(Position identification records)
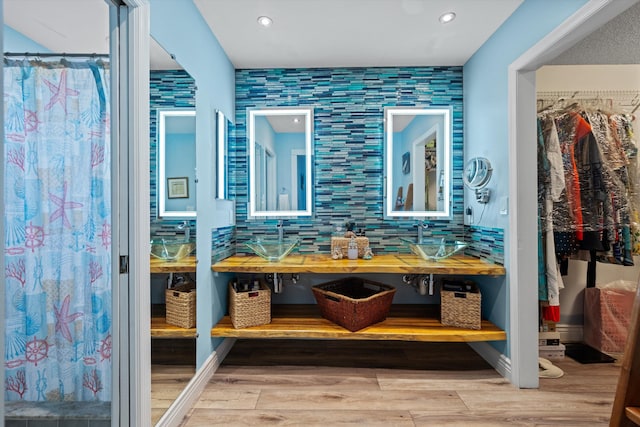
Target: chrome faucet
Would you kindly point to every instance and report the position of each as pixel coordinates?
(184, 226)
(280, 227)
(421, 225)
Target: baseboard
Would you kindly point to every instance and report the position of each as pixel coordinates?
(500, 362)
(570, 333)
(185, 401)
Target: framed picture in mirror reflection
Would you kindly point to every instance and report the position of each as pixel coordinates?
(178, 188)
(406, 163)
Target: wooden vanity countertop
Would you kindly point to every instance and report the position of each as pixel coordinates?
(384, 263)
(185, 265)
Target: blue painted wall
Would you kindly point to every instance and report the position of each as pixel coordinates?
(196, 49)
(16, 42)
(486, 129)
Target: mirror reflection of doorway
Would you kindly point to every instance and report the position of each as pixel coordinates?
(298, 179)
(425, 170)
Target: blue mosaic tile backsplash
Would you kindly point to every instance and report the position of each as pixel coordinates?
(348, 146)
(348, 151)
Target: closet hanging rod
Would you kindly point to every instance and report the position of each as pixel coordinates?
(589, 94)
(56, 55)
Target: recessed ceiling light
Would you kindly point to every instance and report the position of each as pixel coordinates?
(445, 18)
(265, 21)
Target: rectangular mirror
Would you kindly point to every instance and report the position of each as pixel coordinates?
(417, 162)
(280, 159)
(176, 163)
(222, 154)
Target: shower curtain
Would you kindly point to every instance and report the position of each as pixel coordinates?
(57, 190)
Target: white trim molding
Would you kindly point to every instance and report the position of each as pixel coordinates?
(570, 333)
(500, 362)
(189, 396)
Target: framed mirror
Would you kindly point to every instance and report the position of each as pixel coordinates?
(280, 159)
(222, 156)
(176, 163)
(417, 162)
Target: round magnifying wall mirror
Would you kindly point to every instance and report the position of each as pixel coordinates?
(477, 174)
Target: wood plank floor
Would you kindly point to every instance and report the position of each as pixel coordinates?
(373, 383)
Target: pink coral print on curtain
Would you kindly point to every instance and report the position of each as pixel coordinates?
(58, 231)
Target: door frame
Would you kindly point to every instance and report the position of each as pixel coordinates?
(131, 219)
(521, 256)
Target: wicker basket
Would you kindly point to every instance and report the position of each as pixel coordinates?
(252, 308)
(343, 243)
(460, 308)
(181, 305)
(354, 303)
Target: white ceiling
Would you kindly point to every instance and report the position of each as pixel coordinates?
(305, 33)
(353, 33)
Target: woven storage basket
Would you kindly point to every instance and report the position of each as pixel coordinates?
(343, 243)
(354, 303)
(252, 308)
(181, 305)
(460, 309)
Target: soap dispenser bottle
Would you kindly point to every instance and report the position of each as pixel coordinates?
(352, 249)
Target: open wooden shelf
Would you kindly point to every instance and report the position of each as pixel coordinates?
(161, 329)
(383, 263)
(413, 322)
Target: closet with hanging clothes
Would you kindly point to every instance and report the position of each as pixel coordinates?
(588, 186)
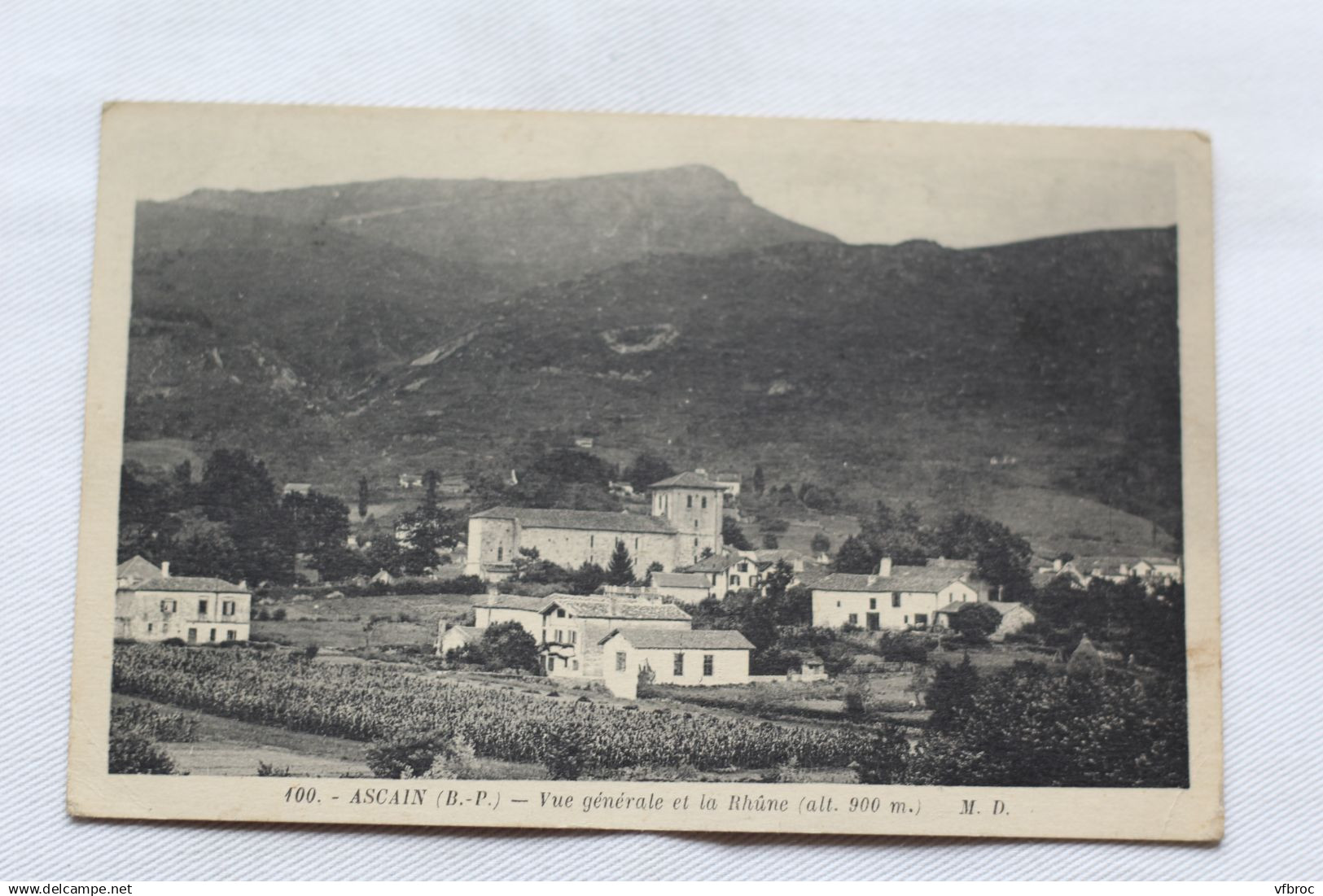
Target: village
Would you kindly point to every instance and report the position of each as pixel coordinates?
(666, 614)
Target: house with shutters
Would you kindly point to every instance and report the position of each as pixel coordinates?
(197, 610)
(684, 522)
(673, 656)
(573, 629)
(730, 571)
(895, 597)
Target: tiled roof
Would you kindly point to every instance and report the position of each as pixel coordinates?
(593, 520)
(683, 639)
(512, 601)
(920, 579)
(616, 608)
(190, 583)
(946, 563)
(715, 563)
(137, 569)
(1001, 607)
(679, 579)
(688, 480)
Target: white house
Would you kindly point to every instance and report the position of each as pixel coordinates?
(197, 610)
(1014, 618)
(896, 597)
(575, 627)
(675, 656)
(684, 522)
(729, 571)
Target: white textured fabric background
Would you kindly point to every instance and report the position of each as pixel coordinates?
(1249, 74)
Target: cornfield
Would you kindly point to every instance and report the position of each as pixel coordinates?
(370, 702)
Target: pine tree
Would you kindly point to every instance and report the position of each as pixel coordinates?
(620, 571)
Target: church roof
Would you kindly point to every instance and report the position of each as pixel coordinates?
(688, 480)
(138, 569)
(593, 520)
(652, 639)
(681, 580)
(190, 583)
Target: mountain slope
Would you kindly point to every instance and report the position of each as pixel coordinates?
(725, 337)
(528, 233)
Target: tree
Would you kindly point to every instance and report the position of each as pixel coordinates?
(239, 491)
(977, 622)
(200, 546)
(734, 535)
(408, 756)
(1001, 557)
(646, 470)
(131, 754)
(884, 755)
(900, 537)
(952, 694)
(319, 525)
(588, 578)
(430, 483)
(1030, 724)
(508, 645)
(620, 570)
(853, 555)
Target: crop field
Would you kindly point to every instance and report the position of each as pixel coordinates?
(339, 623)
(375, 702)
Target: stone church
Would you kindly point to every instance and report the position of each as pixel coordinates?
(686, 521)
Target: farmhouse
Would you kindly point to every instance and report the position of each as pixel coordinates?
(1014, 618)
(195, 608)
(684, 522)
(675, 657)
(575, 627)
(726, 572)
(897, 597)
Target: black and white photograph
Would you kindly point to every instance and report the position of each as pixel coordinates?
(705, 463)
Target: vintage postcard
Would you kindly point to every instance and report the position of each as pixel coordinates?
(525, 470)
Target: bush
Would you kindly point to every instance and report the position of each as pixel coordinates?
(461, 586)
(977, 622)
(131, 754)
(409, 756)
(564, 760)
(146, 722)
(458, 762)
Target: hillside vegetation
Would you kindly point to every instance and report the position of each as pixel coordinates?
(366, 330)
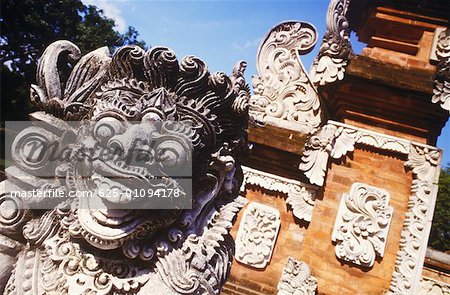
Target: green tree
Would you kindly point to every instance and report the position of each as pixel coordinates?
(29, 26)
(440, 229)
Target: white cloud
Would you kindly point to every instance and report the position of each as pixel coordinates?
(111, 10)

● **Task goal**
Print the complete listing exactly as it stands, without its pictures.

● **Right answer**
Target: chrome faucet
Would you kindly point to every instance and report the position of each as pixel coordinates?
(184, 226)
(280, 227)
(421, 225)
Target: baseboard
Would you kindly point to every instance and report the position of each as pixel coordinates?
(500, 362)
(570, 333)
(185, 401)
Target: framed picture in mirror reflection
Would you kindly point to every instance and report the position of each as pixel coordinates?
(178, 188)
(406, 163)
Target: wooden vanity countertop
Would you kindly point to every instance and report the position of each as pixel coordinates?
(384, 263)
(185, 265)
Target: blue painted wall
Would you kindly point to every instance and report the position of each as pixel coordinates?
(196, 49)
(16, 42)
(486, 129)
Target: mirror reflection of doorway
Would you kindly point to every instance and report the position of each as pixel coordinates?
(298, 179)
(425, 170)
Target: blue mosaic tile backsplash
Would you kindly point to every instance and report the position of each as pixel coordinates?
(348, 146)
(348, 151)
Target: closet hanging rod
Would you kindly point to every instance and report the position of each as pixel coordinates?
(589, 94)
(56, 55)
Target: recessed ceiling light
Would you kindly point to every instance and report the position of each as pixel coordinates?
(445, 18)
(265, 21)
Target: rectangular mirror
Would you kindly point to every instance and report the position of each as pixel coordinates?
(417, 162)
(280, 159)
(176, 163)
(222, 154)
Target: shower curtain
Would you kindly point to every instance and report the position of each as pixel coordinates?
(57, 190)
Target: white trim molding
Would you kindly point to every instance and report the position of each as pixel coordinates?
(570, 333)
(500, 362)
(189, 396)
Target: framed mirror
Would you kindly point to every instance and report the position of each as pixel coordinates?
(280, 159)
(222, 156)
(176, 163)
(417, 162)
Target: round magnifying wall mirror
Would you kindly point to every instance and report the position of each as pixel coordinates?
(477, 174)
Target: wood plank floor
Would you kindly point to every instance and report the position of each as pixel coordinates?
(373, 383)
Target: pink coral print on curtain
Would you kindly point to every instance and report the position of each as pixel coordinates?
(58, 231)
Target: door frame
Would you kindly point to every instance and report the position of each as pixel coordinates?
(131, 219)
(521, 256)
Target: wicker basket
Would you kindly point to every instance and report the position of each as pixel coordinates?
(252, 308)
(343, 243)
(460, 308)
(181, 305)
(354, 303)
Target: white ceiling
Would you kindly point to every instance and report the position of each as pixel coordinates?
(305, 33)
(353, 33)
Target: woven storage basket
Would you kindly point to every instance and report the position of each as pixel coordinates?
(343, 243)
(354, 303)
(252, 308)
(181, 305)
(460, 309)
Target: soap dispenser bottle
Would you kindly point to every instance and report the position of each as pixel coordinates?
(352, 249)
Target: open wooden shelf
Would you kindly point to every instance and report the position of each as pixel coordinates?
(161, 329)
(383, 263)
(413, 322)
Target: closet with hanging clothes
Would you kindly point to every instance and report the position of each as pixel coordinates?
(588, 186)
Target: village
Would you kindly point to every instance and report the position of each as pixel coordinates?
(666, 614)
Target: house with shutters
Would you kindly point to every instance and report the position of each as pixel coordinates?
(197, 610)
(684, 522)
(673, 656)
(573, 629)
(730, 571)
(895, 597)
Target: tiled roof
Would you kindly point to every instance and report the position of each as pixel coordinates?
(593, 520)
(683, 639)
(512, 601)
(920, 579)
(616, 608)
(190, 583)
(946, 563)
(715, 563)
(137, 569)
(1001, 607)
(679, 579)
(688, 480)
Target: white house
Would you kindly point to every instance and report the position of each as pixel coordinates?
(197, 610)
(1014, 618)
(896, 597)
(575, 627)
(675, 656)
(684, 522)
(729, 571)
Target: white textured fabric background
Would you kindly point to every instance and report the position of each as pixel coordinates?
(1249, 74)
Target: cornfield
Would you kindly point to every instance and report the position of each as pixel coordinates?
(370, 702)
Target: pine tree
Would you kindly point to every instance and report the position of each as pixel coordinates?
(620, 571)
Target: church roof
Would you kindly point to every instance and report the position of each as pixel coordinates?
(688, 480)
(138, 569)
(593, 520)
(652, 639)
(681, 580)
(190, 583)
Target: mountain slope
Would you kindly point to every instance and report the position of each as pixel coordinates?
(725, 337)
(528, 233)
Target: tree
Would you kindly point to every instance and report the position of each as pixel coordinates?
(239, 491)
(977, 622)
(200, 546)
(734, 535)
(408, 756)
(1001, 557)
(646, 470)
(131, 754)
(884, 755)
(900, 537)
(952, 694)
(319, 525)
(588, 578)
(430, 483)
(1030, 724)
(508, 645)
(620, 570)
(853, 555)
Target: crop field
Would you kindly point to every instance and report the position of each as pixel coordinates?
(339, 623)
(375, 702)
Target: stone church
Would you kindly point to every instance and report the position of each as pixel coordinates?
(686, 521)
Target: farmhouse
Would you kindly point to every instance and report the position of each as pixel coordinates?
(1014, 618)
(195, 608)
(684, 522)
(675, 657)
(575, 627)
(726, 572)
(897, 597)
Target: black and white photograph
Would you kindly point to every instance and report the position of each as pixel coordinates?
(705, 463)
Target: vintage postcard
Would you kindly point to every instance and report the position of each as pixel coordinates?
(525, 470)
Target: bush
Would you kindly point to every instance and report the position of each as pixel coordinates?
(461, 586)
(977, 622)
(131, 754)
(409, 756)
(564, 760)
(146, 722)
(458, 762)
Target: hillside vegetation
Would you kindly point to every instance and report the position of each as pixel coordinates?
(366, 330)
Target: green tree
Would you kindly point to every instance and report the position of each as pixel coordinates?
(29, 26)
(440, 229)
Target: white cloud
Would you kindly point to every instance and report the position of each as pixel coordinates?
(111, 10)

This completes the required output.